Source data
──────────

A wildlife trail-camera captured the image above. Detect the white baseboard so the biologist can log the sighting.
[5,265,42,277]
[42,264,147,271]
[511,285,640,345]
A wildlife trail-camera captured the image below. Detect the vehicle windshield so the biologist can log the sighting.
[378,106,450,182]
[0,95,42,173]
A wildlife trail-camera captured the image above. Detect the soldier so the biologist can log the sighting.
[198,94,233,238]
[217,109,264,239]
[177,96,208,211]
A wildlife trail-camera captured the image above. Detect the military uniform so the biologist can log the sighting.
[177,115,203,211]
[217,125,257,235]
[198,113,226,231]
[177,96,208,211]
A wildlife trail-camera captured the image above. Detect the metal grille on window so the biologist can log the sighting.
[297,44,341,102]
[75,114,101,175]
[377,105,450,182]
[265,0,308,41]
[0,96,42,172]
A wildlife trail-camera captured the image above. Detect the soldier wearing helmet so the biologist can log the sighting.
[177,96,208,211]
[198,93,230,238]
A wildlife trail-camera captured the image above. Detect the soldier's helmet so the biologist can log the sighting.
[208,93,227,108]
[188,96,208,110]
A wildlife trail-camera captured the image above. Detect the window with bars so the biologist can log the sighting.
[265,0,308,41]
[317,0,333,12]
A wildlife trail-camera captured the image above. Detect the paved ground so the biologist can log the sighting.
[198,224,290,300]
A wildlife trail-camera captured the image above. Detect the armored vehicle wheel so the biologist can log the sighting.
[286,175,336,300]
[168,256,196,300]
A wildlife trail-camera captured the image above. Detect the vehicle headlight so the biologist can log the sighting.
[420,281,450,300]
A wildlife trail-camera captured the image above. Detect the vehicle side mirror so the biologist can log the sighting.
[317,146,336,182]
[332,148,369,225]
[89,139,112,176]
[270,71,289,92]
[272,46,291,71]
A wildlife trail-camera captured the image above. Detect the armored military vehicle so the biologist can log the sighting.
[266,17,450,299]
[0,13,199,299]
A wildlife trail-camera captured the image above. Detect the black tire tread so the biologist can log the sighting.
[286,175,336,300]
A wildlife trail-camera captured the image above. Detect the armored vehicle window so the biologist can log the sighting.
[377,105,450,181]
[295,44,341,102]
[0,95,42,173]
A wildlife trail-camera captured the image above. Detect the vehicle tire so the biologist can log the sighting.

──────────

What you should do
Make an exact copy of the data above.

Answer in full
A wildlife trail-camera captured the image above. Detect the white baseboard so the biologist can log the sighting.
[5,265,42,277]
[42,264,147,271]
[511,285,640,345]
A wildlife trail-camera captured the image below. Detect the vehicle windshield so the biologist can log the sighting.
[378,106,450,182]
[0,95,42,173]
A wildlife trail-camera captured the image above. Detect the soldier so the biologist can log the sighting.
[198,94,233,238]
[217,109,264,239]
[177,96,208,211]
A wildlife trail-camera captured the image above. Detect the military uniform so the biologist can log the sighting.
[177,115,203,211]
[217,125,257,235]
[198,113,226,231]
[177,96,208,211]
A wildlife trail-camera captured the image above. Detect the metal grille on window so the biologist can log the sighting.
[297,44,341,102]
[75,114,101,175]
[377,105,450,182]
[265,0,308,41]
[0,96,42,172]
A wildlife trail-camera captured the image above. Detect the soldier wearing helmet so the biologist can log the sighting.
[177,96,208,211]
[198,93,230,238]
A wildlife trail-camera captured the image above. Detect the soldier's helmet so the biologist can log the sighting.
[208,93,227,108]
[188,96,208,110]
A wildlife trail-camera captured the image above. Detect the window with bars so the biologist can log the sighting.
[265,0,308,41]
[317,0,333,12]
A wildlife trail-camera captured the image above. Detect the paved ground so the biologist can log the sighting.
[198,224,290,300]
A wildlife trail-camera captured the image above. Detect the armored vehicle wheel so the biologist can log the sighting.
[286,175,336,300]
[168,256,196,300]
A wildlife trail-camera captured the image above. Detect the vehicle headlight so the biologist can log the sighting.
[420,281,450,300]
A wildlife trail-camera captured the image above. Detect the vehicle side mirror so the biologist can log the sighting.
[317,146,336,182]
[332,148,369,225]
[89,139,112,176]
[270,71,289,92]
[272,46,291,71]
A wildlife trail-camera captured the image above. Detect the armored military vehicle so the biologist can log the sighting.
[266,17,450,299]
[0,13,199,299]
A wildlife trail-camera captured the image above. Detect the black tire tread so the biologist can log the sighting.
[286,175,336,300]
A wildlife trail-camera captured the image above. Detect the armored vehicle window so the biologist can log the sighting.
[377,105,450,181]
[295,44,341,102]
[0,95,42,173]
A wildlife trail-camera captured the image above. Detect the vehicle tire so the biologist can log the sighting.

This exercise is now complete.